== Materials provided
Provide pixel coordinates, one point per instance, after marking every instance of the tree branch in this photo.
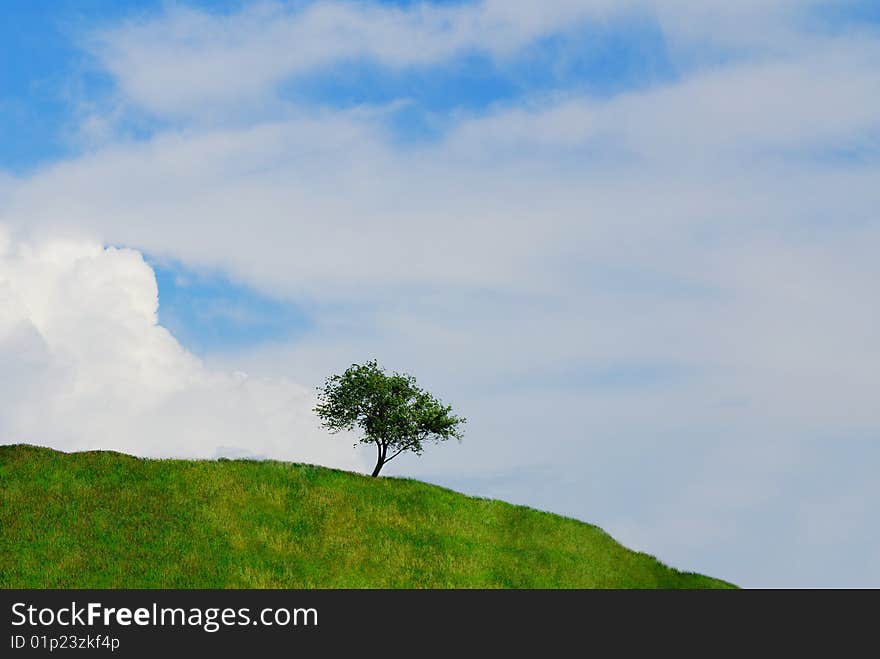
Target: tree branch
(395, 454)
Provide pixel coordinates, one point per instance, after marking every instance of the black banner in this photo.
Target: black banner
(150, 623)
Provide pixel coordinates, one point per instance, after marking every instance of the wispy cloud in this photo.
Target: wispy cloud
(720, 222)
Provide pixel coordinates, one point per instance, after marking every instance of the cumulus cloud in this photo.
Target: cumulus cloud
(665, 294)
(86, 365)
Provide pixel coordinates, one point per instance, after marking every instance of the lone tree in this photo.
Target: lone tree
(391, 410)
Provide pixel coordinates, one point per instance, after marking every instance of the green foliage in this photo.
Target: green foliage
====
- [Work to be completed]: Rewrite the records above, swapping "cumulus cloud" for "puffy cloud" everywhere and keeping everything else the same. Omit the pictures.

- [Response to the exercise]:
Provide pixel coordinates, one point per instance, after marking every instance of the tree branch in this photo.
Target: tree branch
(395, 454)
Provide pixel coordinates, one point per instance, after marking every instance of the black banner in this photo.
Target: black banner
(150, 623)
Provide pixel coordinates, one point per instance, after marking every instance of the wispy cloud in this photo.
Target: wispy cloud
(720, 222)
Provide pixel coordinates, one point per instance, after marking every instance of the puffy cloud in this photo.
Target: puffy cloud
(665, 294)
(86, 365)
Provide pixel coordinates, one point per instance, after marking every instance of the lone tree in this photo.
Target: lone tree
(391, 410)
Provide pixel coordinates, one point per instance, after marking every instance of the green foliage in this photo.
Target: green foliage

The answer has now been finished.